▶ Selected text
Background information
- Born: Martin Margulies October 3, 1948 San Fernando, California, U.S.
- Died: January 2, 2026 (aged 77) Newport, Oregon, U.S.
- Genres: Rockabilly; rock and roll;
- Occupations: Singer; film producer; manager; actor;
- Years active: 1969–2026

= Johnny Legend =

American singer (1948–2026)

Martin Margulies (October 3, 1948 – January 2, 2026), known professionally as Johnny Legend, was an American rockabilly musician, film producer, actor and wrestling manager.

== Life and career ==
Legend was born in San Fernando, California, on October 3, 1948.

In 1981, Legend and Linda Lautrec saw My Dinner with Andre. The two thought of spoofing the film and in 1982, the couple produced, wrote and, together with Mark Shepard, directed My Breakfast with Blassie, starring comedian Andy Kaufman and wrestling manager Freddie Blassie. Legend's sister Lynne Margulies, who also appeared in the film, subsequently became Kaufman's girlfriend.

In 1995, Legend co-founded Incredibly Strange Wrestling, a wrestling promotion active in San Francisco until the early 2000s.

[Stored records]
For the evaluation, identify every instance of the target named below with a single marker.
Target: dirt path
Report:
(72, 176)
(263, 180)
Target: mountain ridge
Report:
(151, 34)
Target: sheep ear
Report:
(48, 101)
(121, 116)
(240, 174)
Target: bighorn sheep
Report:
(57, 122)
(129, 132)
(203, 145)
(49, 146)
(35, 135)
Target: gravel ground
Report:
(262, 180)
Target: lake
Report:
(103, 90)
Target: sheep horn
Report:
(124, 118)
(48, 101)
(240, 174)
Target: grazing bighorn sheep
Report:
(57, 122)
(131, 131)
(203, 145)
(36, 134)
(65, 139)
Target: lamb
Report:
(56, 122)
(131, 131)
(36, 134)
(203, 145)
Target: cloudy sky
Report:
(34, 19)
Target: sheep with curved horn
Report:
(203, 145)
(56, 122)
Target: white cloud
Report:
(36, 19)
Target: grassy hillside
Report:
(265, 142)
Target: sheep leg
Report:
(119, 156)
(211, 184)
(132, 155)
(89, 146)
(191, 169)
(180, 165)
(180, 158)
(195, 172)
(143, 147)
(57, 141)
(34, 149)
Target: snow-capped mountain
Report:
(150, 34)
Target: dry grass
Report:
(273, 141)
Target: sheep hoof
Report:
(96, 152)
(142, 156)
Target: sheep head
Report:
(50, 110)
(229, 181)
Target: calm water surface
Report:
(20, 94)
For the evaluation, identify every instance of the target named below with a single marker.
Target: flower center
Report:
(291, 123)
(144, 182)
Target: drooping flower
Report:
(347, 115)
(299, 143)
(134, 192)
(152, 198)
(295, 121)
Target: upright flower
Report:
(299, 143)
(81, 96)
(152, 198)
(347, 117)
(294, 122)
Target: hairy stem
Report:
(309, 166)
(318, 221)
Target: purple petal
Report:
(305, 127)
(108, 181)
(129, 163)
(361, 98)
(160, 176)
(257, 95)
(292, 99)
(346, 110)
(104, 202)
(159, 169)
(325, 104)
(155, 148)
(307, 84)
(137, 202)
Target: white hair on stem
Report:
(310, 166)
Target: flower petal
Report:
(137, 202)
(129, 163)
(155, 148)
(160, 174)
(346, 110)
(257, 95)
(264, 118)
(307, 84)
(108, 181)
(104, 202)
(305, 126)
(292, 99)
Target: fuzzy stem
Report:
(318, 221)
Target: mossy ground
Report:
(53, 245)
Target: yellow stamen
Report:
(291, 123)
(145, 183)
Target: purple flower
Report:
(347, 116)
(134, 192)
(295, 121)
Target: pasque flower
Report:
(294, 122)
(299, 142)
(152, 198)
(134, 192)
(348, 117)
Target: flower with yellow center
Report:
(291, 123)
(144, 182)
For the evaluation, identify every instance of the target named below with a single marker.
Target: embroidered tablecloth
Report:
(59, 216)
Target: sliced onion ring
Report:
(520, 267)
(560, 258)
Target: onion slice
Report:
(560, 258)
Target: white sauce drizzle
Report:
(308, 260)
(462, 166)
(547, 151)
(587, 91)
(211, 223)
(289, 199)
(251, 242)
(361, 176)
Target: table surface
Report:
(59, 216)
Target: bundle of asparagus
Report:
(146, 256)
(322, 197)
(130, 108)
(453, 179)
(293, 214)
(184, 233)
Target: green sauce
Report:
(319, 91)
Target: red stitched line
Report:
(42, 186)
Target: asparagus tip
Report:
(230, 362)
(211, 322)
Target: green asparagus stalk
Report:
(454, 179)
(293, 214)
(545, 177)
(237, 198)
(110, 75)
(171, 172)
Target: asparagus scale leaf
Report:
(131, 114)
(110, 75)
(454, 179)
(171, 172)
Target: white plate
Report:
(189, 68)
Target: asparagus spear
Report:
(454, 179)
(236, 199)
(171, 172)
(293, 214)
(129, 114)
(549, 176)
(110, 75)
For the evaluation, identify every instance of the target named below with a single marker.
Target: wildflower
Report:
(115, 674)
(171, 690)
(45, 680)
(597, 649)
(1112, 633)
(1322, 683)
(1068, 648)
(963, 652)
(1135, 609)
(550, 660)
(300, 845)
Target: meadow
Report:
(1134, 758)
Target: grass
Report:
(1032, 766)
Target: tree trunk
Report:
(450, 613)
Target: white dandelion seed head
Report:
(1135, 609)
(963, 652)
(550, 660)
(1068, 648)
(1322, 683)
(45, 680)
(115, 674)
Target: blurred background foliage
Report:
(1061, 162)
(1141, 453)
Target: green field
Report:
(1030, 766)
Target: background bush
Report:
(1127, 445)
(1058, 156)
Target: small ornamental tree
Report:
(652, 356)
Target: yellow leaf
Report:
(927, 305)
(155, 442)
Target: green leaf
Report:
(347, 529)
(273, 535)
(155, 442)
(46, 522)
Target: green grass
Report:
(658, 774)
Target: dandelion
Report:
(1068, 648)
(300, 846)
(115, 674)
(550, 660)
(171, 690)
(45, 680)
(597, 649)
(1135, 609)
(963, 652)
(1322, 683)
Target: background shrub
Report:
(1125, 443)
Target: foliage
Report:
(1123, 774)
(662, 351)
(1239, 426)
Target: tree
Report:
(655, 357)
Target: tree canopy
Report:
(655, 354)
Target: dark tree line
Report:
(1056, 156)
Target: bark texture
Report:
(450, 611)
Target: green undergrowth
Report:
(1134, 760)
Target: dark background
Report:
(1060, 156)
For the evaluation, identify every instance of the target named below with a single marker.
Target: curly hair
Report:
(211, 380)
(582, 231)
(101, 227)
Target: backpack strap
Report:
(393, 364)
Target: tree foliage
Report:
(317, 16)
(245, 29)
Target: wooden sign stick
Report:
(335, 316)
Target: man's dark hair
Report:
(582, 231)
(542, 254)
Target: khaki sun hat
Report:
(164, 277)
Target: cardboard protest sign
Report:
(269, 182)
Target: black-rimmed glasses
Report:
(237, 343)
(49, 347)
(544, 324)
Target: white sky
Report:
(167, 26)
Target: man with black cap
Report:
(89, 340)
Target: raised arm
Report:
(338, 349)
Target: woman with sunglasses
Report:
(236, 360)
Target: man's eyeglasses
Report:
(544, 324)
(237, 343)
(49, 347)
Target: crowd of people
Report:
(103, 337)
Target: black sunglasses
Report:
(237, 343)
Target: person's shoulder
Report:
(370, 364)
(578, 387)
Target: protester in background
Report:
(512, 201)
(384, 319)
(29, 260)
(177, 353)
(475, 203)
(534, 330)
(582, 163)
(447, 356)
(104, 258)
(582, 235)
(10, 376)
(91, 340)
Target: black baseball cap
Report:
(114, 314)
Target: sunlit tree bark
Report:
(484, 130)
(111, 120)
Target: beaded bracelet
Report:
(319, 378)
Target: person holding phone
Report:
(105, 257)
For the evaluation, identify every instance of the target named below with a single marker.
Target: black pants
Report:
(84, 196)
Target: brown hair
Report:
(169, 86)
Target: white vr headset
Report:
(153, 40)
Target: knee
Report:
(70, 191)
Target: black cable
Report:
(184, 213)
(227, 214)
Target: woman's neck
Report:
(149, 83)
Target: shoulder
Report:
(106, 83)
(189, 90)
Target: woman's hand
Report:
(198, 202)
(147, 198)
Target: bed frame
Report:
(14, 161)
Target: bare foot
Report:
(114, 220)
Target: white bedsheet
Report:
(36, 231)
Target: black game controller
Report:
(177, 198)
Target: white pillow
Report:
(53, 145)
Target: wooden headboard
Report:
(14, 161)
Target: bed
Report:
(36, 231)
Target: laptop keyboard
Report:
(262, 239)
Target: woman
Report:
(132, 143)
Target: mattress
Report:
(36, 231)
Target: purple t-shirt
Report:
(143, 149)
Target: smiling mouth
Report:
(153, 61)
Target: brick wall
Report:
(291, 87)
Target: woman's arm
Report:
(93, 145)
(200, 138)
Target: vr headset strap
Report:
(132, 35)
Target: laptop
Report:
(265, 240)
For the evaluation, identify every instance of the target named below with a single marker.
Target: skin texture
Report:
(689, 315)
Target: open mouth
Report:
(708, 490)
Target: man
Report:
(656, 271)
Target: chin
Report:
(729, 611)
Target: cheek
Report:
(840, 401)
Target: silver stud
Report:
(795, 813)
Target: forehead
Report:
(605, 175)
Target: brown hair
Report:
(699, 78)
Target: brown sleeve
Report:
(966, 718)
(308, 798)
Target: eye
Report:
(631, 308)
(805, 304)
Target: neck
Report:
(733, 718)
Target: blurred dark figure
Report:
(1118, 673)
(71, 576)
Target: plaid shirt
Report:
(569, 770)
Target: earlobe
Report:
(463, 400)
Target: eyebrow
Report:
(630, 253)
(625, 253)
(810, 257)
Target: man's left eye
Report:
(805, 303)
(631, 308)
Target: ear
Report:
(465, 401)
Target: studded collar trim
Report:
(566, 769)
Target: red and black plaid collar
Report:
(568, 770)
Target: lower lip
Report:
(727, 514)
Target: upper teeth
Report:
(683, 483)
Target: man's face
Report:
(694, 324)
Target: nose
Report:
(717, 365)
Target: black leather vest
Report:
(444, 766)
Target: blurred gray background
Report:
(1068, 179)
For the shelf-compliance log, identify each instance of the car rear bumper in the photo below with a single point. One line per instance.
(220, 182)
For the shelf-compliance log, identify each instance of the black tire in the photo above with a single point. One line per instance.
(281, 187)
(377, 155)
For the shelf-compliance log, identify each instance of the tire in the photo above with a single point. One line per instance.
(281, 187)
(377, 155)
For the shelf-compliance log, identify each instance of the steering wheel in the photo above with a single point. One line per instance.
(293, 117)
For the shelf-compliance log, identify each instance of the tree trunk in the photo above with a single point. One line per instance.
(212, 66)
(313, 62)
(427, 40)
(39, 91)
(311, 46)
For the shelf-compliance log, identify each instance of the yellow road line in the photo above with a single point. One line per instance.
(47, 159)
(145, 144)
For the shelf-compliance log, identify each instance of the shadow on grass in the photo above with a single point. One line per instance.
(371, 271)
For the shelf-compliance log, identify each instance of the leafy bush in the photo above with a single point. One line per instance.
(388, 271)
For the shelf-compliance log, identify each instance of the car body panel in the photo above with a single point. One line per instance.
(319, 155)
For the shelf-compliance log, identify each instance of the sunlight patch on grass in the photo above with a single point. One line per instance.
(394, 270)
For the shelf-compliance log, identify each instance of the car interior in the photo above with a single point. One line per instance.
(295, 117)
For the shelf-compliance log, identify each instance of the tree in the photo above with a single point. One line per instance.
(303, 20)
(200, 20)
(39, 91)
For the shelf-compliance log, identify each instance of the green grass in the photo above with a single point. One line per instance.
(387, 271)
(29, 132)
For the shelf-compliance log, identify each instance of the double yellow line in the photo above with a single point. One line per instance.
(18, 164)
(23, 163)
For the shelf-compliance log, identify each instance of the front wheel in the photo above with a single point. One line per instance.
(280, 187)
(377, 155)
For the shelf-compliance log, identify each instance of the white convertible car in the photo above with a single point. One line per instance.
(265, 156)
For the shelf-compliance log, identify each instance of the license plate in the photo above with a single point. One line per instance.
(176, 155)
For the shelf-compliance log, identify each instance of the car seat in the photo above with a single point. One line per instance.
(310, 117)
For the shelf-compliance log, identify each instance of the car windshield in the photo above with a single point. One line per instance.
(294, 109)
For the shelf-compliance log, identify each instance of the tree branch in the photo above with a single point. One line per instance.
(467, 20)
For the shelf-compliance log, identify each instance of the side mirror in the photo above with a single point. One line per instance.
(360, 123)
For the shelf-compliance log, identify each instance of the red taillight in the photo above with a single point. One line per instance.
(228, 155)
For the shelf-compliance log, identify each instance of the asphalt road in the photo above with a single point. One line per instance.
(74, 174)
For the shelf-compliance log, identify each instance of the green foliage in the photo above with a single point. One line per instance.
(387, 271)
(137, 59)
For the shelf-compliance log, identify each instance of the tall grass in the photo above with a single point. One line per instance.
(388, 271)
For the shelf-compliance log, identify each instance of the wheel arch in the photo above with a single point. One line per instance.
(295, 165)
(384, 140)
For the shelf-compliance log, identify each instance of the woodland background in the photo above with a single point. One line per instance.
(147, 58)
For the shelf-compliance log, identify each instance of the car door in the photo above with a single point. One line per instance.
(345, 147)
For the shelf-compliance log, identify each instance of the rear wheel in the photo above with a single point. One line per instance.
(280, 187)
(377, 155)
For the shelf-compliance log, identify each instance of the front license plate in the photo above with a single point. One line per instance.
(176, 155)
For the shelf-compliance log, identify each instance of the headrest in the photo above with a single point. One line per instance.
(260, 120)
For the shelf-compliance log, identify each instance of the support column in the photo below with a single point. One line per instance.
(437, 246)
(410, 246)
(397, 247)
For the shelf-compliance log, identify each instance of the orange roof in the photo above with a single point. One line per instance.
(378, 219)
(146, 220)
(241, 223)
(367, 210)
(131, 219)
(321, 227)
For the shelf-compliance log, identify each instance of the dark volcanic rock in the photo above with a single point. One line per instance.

▶ Questions
1. In the Johnny Legend text, rewrite the part starting with "Background information" and going on through "American singer (1948–2026)", replacing "Occupations" with "Professions".
2. According to the Johnny Legend text, which two people starred in My Breakfast with Blassie?
3. Please continue the text about Johnny Legend from where it stops.

▶ Answers by item number
1.
Background information
- Born: Martin Margulies October 3, 1948 San Fernando, California, U.S.
- Died: January 2, 2026 (aged 77) Newport, Oregon, U.S.
- Genres: Rockabilly; rock and roll;
- Professions: Singer; film producer; manager; actor;
- Years active: 1969–2026

= Johnny Legend =

American singer (1948–2026)

2. Comedian Andy Kaufman and wrestling manager Freddie Blassie.

3.
In 2000, January 14 to 20, Legend did a week showing films at the Clinton St. Theater in Portland, Oregon. Among the features he presented were, The Sadist, The T.A.M.I Show, My Breakfast with Blassie, Two Thousand Maniacs!, and more.

==Death==
Legend died from complications of a stroke and heart failure in Newport, Oregon, on January 2, 2026, at the age of 77.

== Discography ==
- Solo releases
1. Are You Hep To Me? (Honeymoon Bop, 1979).
2. Rockabilly Rumble (As Johnny Legend & His Skullcaps) (Rollin' Rock, 1981).
3. Soakin' The Bone (As Johnny Legend & His Skullcaps) (Rollin' Rock, 1981).
4. I Bite The Songs – Freddie Blassie (Produced by Johnny Legend) (Rhino, 1985).
5. Rockabilly Rumble (Rollin' Rock Switzerland, 1994).
6. Rockabilly Bastard: The Best Of Johnny Legend, Volume None (As Johnny Legend & His Rockabilly Bastards) (Hightone, 1997).
7. Bitchin (Dionysus, 1998).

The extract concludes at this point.